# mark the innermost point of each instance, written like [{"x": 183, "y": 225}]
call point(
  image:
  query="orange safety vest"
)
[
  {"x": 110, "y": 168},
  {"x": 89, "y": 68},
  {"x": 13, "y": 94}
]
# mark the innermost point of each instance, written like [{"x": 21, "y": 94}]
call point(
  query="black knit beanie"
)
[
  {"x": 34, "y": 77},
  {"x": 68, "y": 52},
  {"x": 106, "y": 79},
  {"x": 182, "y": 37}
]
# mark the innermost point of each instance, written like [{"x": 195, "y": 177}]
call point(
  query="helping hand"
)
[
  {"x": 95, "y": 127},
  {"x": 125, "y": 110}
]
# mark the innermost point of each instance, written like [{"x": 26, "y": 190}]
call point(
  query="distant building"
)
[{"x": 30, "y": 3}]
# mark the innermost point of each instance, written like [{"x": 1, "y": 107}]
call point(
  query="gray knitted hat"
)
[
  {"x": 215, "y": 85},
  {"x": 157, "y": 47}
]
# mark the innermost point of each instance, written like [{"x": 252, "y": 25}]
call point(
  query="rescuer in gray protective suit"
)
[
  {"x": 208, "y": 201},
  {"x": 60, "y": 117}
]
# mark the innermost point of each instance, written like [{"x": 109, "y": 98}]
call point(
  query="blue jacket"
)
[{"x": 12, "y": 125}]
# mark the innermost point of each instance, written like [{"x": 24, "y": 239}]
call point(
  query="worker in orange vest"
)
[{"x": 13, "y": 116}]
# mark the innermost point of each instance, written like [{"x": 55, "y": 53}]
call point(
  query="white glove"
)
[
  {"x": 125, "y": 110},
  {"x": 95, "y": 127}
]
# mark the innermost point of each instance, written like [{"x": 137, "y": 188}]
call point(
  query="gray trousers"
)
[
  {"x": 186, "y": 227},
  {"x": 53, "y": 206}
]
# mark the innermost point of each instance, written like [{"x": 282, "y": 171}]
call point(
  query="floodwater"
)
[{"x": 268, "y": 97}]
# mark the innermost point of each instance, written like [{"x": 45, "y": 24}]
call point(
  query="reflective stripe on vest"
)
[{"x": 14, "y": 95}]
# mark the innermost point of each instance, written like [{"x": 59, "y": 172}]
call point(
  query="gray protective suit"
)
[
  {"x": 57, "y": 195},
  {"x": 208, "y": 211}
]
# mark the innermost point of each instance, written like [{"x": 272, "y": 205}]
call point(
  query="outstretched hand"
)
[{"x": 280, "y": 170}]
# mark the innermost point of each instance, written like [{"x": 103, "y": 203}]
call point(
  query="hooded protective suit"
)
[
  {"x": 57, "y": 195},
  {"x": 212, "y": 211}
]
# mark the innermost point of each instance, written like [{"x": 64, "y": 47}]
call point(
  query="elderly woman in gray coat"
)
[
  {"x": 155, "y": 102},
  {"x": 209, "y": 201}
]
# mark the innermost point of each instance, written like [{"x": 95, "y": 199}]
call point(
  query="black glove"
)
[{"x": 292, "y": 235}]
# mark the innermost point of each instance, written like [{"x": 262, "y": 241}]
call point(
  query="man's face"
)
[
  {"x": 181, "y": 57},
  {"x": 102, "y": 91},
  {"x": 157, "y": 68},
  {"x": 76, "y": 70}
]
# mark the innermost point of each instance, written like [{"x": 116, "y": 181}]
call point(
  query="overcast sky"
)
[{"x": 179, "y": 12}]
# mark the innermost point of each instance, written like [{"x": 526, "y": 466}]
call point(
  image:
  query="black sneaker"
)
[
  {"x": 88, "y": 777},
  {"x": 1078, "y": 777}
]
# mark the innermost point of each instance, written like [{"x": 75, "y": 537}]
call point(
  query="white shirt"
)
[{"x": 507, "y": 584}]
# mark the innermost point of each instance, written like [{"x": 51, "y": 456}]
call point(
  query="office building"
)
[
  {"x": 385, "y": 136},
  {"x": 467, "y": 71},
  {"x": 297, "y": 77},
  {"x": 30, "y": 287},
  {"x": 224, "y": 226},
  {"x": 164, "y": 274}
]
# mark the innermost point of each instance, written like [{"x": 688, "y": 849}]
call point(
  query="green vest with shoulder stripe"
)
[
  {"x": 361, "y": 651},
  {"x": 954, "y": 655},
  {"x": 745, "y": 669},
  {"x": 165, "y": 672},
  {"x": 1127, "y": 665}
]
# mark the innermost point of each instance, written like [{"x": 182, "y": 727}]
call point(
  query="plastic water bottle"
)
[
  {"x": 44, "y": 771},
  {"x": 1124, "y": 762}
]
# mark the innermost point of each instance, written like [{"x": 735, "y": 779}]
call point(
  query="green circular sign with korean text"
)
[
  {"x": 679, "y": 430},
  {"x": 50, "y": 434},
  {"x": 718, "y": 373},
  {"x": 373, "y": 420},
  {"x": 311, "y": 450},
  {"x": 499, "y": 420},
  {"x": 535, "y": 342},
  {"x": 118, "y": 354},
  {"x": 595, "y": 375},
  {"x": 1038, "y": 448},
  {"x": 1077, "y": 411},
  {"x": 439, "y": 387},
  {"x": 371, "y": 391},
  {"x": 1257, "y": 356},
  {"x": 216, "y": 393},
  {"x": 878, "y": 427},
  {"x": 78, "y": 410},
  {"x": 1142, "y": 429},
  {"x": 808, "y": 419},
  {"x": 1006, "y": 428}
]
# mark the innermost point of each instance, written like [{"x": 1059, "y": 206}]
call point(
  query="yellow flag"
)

## The task
With nothing left out, copy the data above exactly.

## Written response
# mark the innermost point of each instance, written like [{"x": 183, "y": 225}]
call point(
  image:
  query="orange safety vest"
)
[
  {"x": 110, "y": 168},
  {"x": 89, "y": 68},
  {"x": 13, "y": 94}
]
# mark the innermost point of each instance, written like [{"x": 21, "y": 94}]
call point(
  query="black knit beanie"
)
[
  {"x": 34, "y": 77},
  {"x": 68, "y": 52},
  {"x": 106, "y": 79},
  {"x": 182, "y": 37}
]
# mark the innermost point of each instance, written like [{"x": 195, "y": 177}]
call point(
  query="helping hand"
)
[
  {"x": 95, "y": 127},
  {"x": 125, "y": 110}
]
# mark the innermost point of each instance, written like [{"x": 26, "y": 190}]
call point(
  query="distant building"
)
[{"x": 30, "y": 3}]
# mark the innermost point of each instance, written like [{"x": 1, "y": 107}]
call point(
  query="gray knitted hat"
)
[
  {"x": 215, "y": 85},
  {"x": 157, "y": 47}
]
# mark the innermost point of each instance, written like [{"x": 252, "y": 25}]
call point(
  query="rescuer in gray protective suit"
)
[
  {"x": 208, "y": 201},
  {"x": 60, "y": 117}
]
# mark the innermost point of each instance, written like [{"x": 109, "y": 98}]
call point(
  query="blue jacket"
)
[{"x": 12, "y": 125}]
# mark the innermost point of each instance, written like [{"x": 24, "y": 239}]
call point(
  query="worker in orange vest"
)
[{"x": 13, "y": 116}]
# mark the innermost point of each instance, written like [{"x": 55, "y": 53}]
call point(
  query="white glove"
)
[
  {"x": 125, "y": 110},
  {"x": 95, "y": 127}
]
# mark the innermost point of each instance, written like [{"x": 137, "y": 188}]
call point(
  query="gray trousers"
)
[
  {"x": 186, "y": 227},
  {"x": 53, "y": 206}
]
# mark the innermost point of each instance, written like [{"x": 282, "y": 171}]
call point(
  query="floodwater"
)
[{"x": 268, "y": 97}]
# mark the innermost point of each instance, written like [{"x": 45, "y": 24}]
call point(
  query="reflective stripe on vest"
)
[{"x": 14, "y": 95}]
# mark the innermost point of each instance, written like [{"x": 59, "y": 172}]
call point(
  query="gray protective suit"
)
[
  {"x": 57, "y": 195},
  {"x": 208, "y": 211}
]
# mark the innermost point of each instance, written like [{"x": 272, "y": 205}]
call point(
  query="outstretched hand"
)
[{"x": 280, "y": 170}]
# mark the innermost point of each instance, written like [{"x": 103, "y": 203}]
call point(
  query="hooded protective suit"
)
[
  {"x": 57, "y": 195},
  {"x": 212, "y": 211}
]
# mark the innermost point of each instance, written like [{"x": 64, "y": 47}]
call point(
  query="elderly woman in gray coat"
)
[
  {"x": 155, "y": 102},
  {"x": 209, "y": 201}
]
# mark the innermost point of each instance, written like [{"x": 95, "y": 199}]
call point(
  query="black glove"
)
[{"x": 292, "y": 235}]
# mark the innermost point of each instance, written like [{"x": 262, "y": 241}]
call point(
  query="man's face"
)
[
  {"x": 181, "y": 57},
  {"x": 102, "y": 91},
  {"x": 157, "y": 68},
  {"x": 76, "y": 70}
]
# mark the innermost point of each instance, written like [{"x": 116, "y": 181}]
call point(
  query="overcast sky"
)
[{"x": 179, "y": 12}]
# mark the innermost point of each instance, written like [{"x": 526, "y": 466}]
call point(
  image:
  query="black sneaker"
)
[
  {"x": 88, "y": 777},
  {"x": 1078, "y": 777}
]
# mark the innermost point of each instance, written like [{"x": 75, "y": 537}]
call point(
  query="white shirt"
)
[{"x": 507, "y": 584}]
# mark the innermost point of each instance, written like [{"x": 51, "y": 456}]
call point(
  query="office building"
)
[
  {"x": 385, "y": 136},
  {"x": 467, "y": 71},
  {"x": 297, "y": 77},
  {"x": 30, "y": 287},
  {"x": 224, "y": 226},
  {"x": 164, "y": 274}
]
# mark the innermost point of each instance, written like [{"x": 688, "y": 849}]
call point(
  query="green vest with shoulder stripe"
)
[
  {"x": 361, "y": 651},
  {"x": 954, "y": 655},
  {"x": 745, "y": 669},
  {"x": 165, "y": 672},
  {"x": 1127, "y": 665}
]
# mark the innermost point of each instance, written like [{"x": 182, "y": 727}]
call point(
  query="plastic water bottle"
)
[
  {"x": 44, "y": 771},
  {"x": 1124, "y": 762}
]
# mark the innermost point of each instance, written like [{"x": 735, "y": 779}]
call point(
  query="green circular sign with korean text"
)
[
  {"x": 679, "y": 430},
  {"x": 50, "y": 434},
  {"x": 718, "y": 373},
  {"x": 373, "y": 420},
  {"x": 311, "y": 450},
  {"x": 499, "y": 420},
  {"x": 535, "y": 342},
  {"x": 118, "y": 354},
  {"x": 595, "y": 375},
  {"x": 1038, "y": 448},
  {"x": 1077, "y": 411},
  {"x": 439, "y": 387},
  {"x": 371, "y": 391},
  {"x": 1257, "y": 356},
  {"x": 216, "y": 393},
  {"x": 878, "y": 427},
  {"x": 78, "y": 410},
  {"x": 1142, "y": 429},
  {"x": 808, "y": 419},
  {"x": 1006, "y": 428}
]
# mark the innermost point of each instance, written like [{"x": 1059, "y": 206}]
call point(
  query="yellow flag"
)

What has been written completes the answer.